• Requirement: Type out all the records word for word. Any pictures are to be left out.

• Data supplied:

Content starts

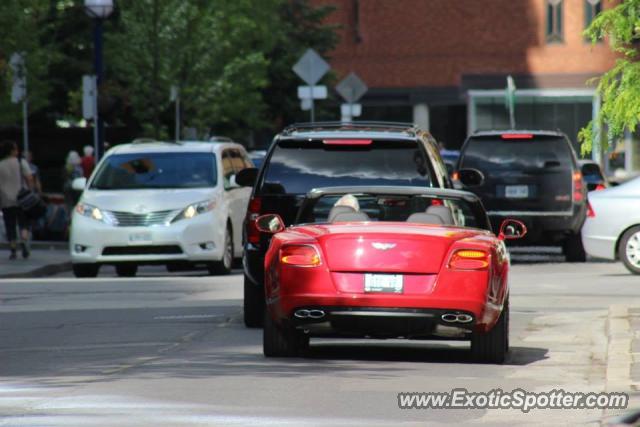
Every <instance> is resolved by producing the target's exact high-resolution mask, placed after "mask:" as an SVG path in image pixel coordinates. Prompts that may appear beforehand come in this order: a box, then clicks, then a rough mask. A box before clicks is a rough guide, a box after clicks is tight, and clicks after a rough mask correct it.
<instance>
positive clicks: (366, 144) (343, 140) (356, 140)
mask: <svg viewBox="0 0 640 427" xmlns="http://www.w3.org/2000/svg"><path fill="white" fill-rule="evenodd" d="M372 142H373V140H371V139H325V140H323V141H322V143H323V144H325V145H371V143H372Z"/></svg>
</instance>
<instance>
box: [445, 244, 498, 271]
mask: <svg viewBox="0 0 640 427" xmlns="http://www.w3.org/2000/svg"><path fill="white" fill-rule="evenodd" d="M488 266H489V254H488V253H487V252H485V251H481V250H477V249H459V250H457V251H455V252H454V253H453V255H451V259H450V260H449V268H450V269H451V270H484V269H486V268H487V267H488Z"/></svg>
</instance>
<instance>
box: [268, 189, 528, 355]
mask: <svg viewBox="0 0 640 427" xmlns="http://www.w3.org/2000/svg"><path fill="white" fill-rule="evenodd" d="M347 194H348V195H349V196H348V197H352V198H355V199H356V200H357V202H356V203H352V204H351V205H350V206H345V205H341V204H340V203H336V204H335V206H334V207H333V208H332V210H331V212H330V214H329V216H328V217H325V216H324V215H322V214H321V213H320V215H318V212H316V211H317V206H318V205H319V204H320V205H323V203H320V202H321V201H322V200H323V199H329V201H331V202H334V201H337V200H341V199H340V198H342V197H344V196H345V195H347ZM391 201H393V202H394V203H393V204H392V206H398V205H402V206H403V209H400V210H397V211H392V212H387V211H383V210H380V212H379V215H378V216H377V217H375V218H372V217H370V216H369V215H367V214H366V213H365V212H363V211H362V210H360V209H359V208H358V205H362V204H363V203H364V204H371V203H373V204H374V205H379V206H385V205H388V204H389V202H391ZM334 203H335V202H334ZM353 204H355V205H356V206H355V207H354V206H353ZM294 223H295V224H299V225H293V226H291V227H289V228H287V229H285V224H284V221H283V220H282V219H281V217H280V216H279V215H277V214H267V215H263V216H260V217H259V218H258V219H257V226H258V229H259V230H261V231H263V232H266V233H269V232H271V233H275V234H274V236H273V239H272V241H271V246H270V247H269V250H268V252H267V254H266V259H265V270H266V271H265V291H266V300H267V310H266V313H265V320H264V331H263V349H264V354H265V356H267V357H286V356H296V355H299V354H300V352H301V351H302V350H304V349H305V348H306V347H307V346H308V344H309V338H310V337H350V338H382V339H386V338H408V339H434V338H435V339H437V338H442V337H444V338H448V339H458V340H469V341H471V351H472V353H473V354H474V356H475V357H476V358H477V359H478V360H479V361H482V362H489V363H502V362H504V360H505V357H506V355H507V352H508V349H509V287H508V275H509V255H508V253H507V250H506V247H505V245H504V243H503V240H504V239H505V238H516V237H521V236H523V235H524V234H525V233H526V228H525V226H524V224H522V223H521V222H518V221H513V220H506V221H505V222H504V223H503V224H502V226H501V229H500V234H499V236H497V237H496V236H495V235H494V234H493V233H492V232H491V227H490V224H489V221H488V219H487V216H486V213H485V211H484V209H483V207H482V204H481V203H480V200H479V199H478V198H477V197H476V196H475V195H474V194H472V193H468V192H461V191H457V190H449V189H446V190H443V189H434V188H425V187H420V188H418V187H338V188H336V187H333V188H323V189H315V190H312V191H311V192H309V193H308V195H307V197H306V199H305V200H304V201H303V203H302V205H301V207H300V210H299V213H298V215H297V218H296V220H295V222H294ZM436 283H437V286H436Z"/></svg>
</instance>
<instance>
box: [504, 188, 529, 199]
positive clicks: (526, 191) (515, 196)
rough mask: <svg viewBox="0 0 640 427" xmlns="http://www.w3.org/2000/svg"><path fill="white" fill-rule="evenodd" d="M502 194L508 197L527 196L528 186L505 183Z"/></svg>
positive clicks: (527, 195) (528, 193)
mask: <svg viewBox="0 0 640 427" xmlns="http://www.w3.org/2000/svg"><path fill="white" fill-rule="evenodd" d="M504 195H505V196H506V197H507V198H509V199H525V198H527V197H529V187H528V186H526V185H507V186H506V187H505V189H504Z"/></svg>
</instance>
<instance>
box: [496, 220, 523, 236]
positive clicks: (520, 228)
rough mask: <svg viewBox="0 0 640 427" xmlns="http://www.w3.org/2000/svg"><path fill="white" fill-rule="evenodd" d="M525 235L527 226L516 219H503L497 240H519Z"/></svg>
mask: <svg viewBox="0 0 640 427" xmlns="http://www.w3.org/2000/svg"><path fill="white" fill-rule="evenodd" d="M525 234H527V226H526V225H524V223H523V222H522V221H518V220H516V219H505V220H504V221H502V224H500V234H498V239H500V240H515V239H521V238H523V237H524V236H525Z"/></svg>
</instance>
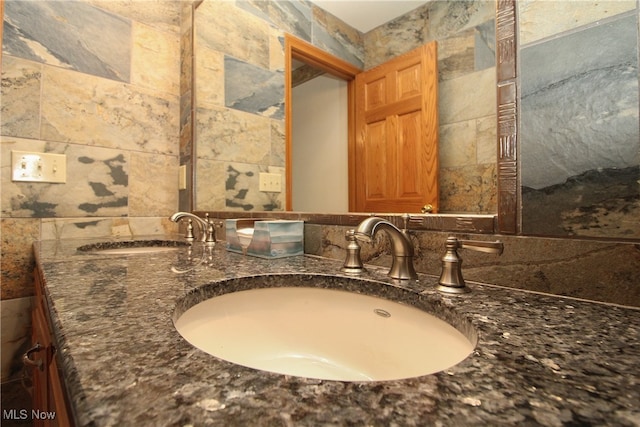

Content ends

• Result for this task:
Every <instance> is resolved by producing the target's exact high-resolution mask, placed after "mask:" as an SVG path in image pixel coordinates. Prompts that may appear beforehand come in this order: a box, then clicks, then a rough mask. A box before clicks is a rough guide, a box after clicks is tight, and clicks after a rough mask correct it.
<instance>
positive clicks: (366, 144) (343, 140) (356, 140)
mask: <svg viewBox="0 0 640 427" xmlns="http://www.w3.org/2000/svg"><path fill="white" fill-rule="evenodd" d="M372 142H373V140H371V139H325V140H323V141H322V143H323V144H325V145H371V143H372Z"/></svg>
</instance>
<instance>
box: [445, 244, 498, 271]
mask: <svg viewBox="0 0 640 427" xmlns="http://www.w3.org/2000/svg"><path fill="white" fill-rule="evenodd" d="M488 266H489V254H488V253H487V252H485V251H481V250H477V249H459V250H457V251H455V252H454V253H453V255H451V259H450V260H449V268H450V269H451V270H484V269H486V268H487V267H488Z"/></svg>
</instance>
<instance>
box: [268, 189, 528, 355]
mask: <svg viewBox="0 0 640 427" xmlns="http://www.w3.org/2000/svg"><path fill="white" fill-rule="evenodd" d="M347 194H348V195H349V196H348V197H352V198H355V199H356V200H357V202H356V203H352V204H351V205H350V206H345V205H341V204H340V203H336V204H335V206H334V207H333V208H332V210H331V212H330V214H329V216H328V217H325V216H324V215H322V214H321V213H320V215H318V212H316V211H317V206H318V205H319V204H320V205H323V203H320V202H321V201H322V200H323V199H329V201H331V202H334V201H337V200H341V199H340V198H342V197H344V196H345V195H347ZM391 201H393V202H394V203H393V204H392V206H398V205H402V206H403V209H400V210H397V211H392V212H387V211H383V210H380V212H379V215H378V216H377V217H375V218H372V217H370V216H369V215H367V214H366V213H365V212H363V211H362V210H360V209H359V208H358V205H362V204H363V203H364V204H371V203H373V204H374V205H379V206H385V205H388V204H389V202H391ZM334 203H335V202H334ZM353 204H355V205H356V206H355V207H354V206H353ZM294 223H295V224H299V225H293V226H291V227H289V228H287V229H285V224H284V221H283V220H282V219H281V217H280V216H279V215H277V214H267V215H263V216H260V217H259V218H258V219H257V226H258V229H259V230H261V231H263V232H266V233H269V232H271V233H275V234H274V236H273V239H272V241H271V246H270V247H269V250H268V252H267V254H266V259H265V270H266V271H265V291H266V300H267V310H266V313H265V320H264V331H263V349H264V354H265V356H267V357H286V356H296V355H299V354H300V352H301V351H302V350H304V349H305V348H306V347H307V346H308V344H309V338H310V337H350V338H382V339H386V338H408V339H434V338H435V339H437V338H442V337H444V338H448V339H458V340H469V341H471V351H472V353H473V354H474V356H475V357H476V358H477V359H478V360H479V361H482V362H489V363H502V362H504V360H505V357H506V355H507V352H508V349H509V287H508V275H509V255H508V253H507V250H506V247H505V245H504V243H503V240H504V239H505V238H516V237H521V236H523V235H524V234H525V233H526V228H525V226H524V224H522V223H521V222H518V221H513V220H506V221H505V222H504V223H503V224H502V226H501V229H500V234H499V236H497V237H496V236H495V235H494V234H493V233H492V232H491V227H490V224H489V221H488V219H487V216H486V213H485V211H484V209H483V207H482V204H481V203H480V200H479V199H478V198H477V197H476V196H475V195H474V194H472V193H468V192H461V191H457V190H449V189H446V190H443V189H434V188H425V187H420V188H418V187H338V188H336V187H333V188H323V189H315V190H312V191H311V192H309V193H308V195H307V197H306V199H305V200H304V201H303V203H302V205H301V207H300V210H299V213H298V215H297V218H296V220H295V222H294ZM436 283H437V286H436Z"/></svg>
</instance>
<instance>
box: [504, 188, 529, 199]
positive clicks: (526, 191) (515, 196)
rough mask: <svg viewBox="0 0 640 427" xmlns="http://www.w3.org/2000/svg"><path fill="white" fill-rule="evenodd" d="M502 194L508 197L527 196L528 186L505 183Z"/></svg>
positive clicks: (527, 195) (528, 193)
mask: <svg viewBox="0 0 640 427" xmlns="http://www.w3.org/2000/svg"><path fill="white" fill-rule="evenodd" d="M504 195H505V196H506V197H507V198H509V199H525V198H527V197H529V187H528V186H526V185H507V186H506V187H505V189H504Z"/></svg>
</instance>
<instance>
box: [496, 220, 523, 236]
positive clicks: (520, 228)
rough mask: <svg viewBox="0 0 640 427" xmlns="http://www.w3.org/2000/svg"><path fill="white" fill-rule="evenodd" d="M525 235L527 226L516 219H503L497 240H519Z"/></svg>
mask: <svg viewBox="0 0 640 427" xmlns="http://www.w3.org/2000/svg"><path fill="white" fill-rule="evenodd" d="M525 234H527V226H526V225H524V223H523V222H522V221H518V220H516V219H505V220H504V221H502V224H500V234H498V239H500V240H515V239H521V238H523V237H524V236H525Z"/></svg>
</instance>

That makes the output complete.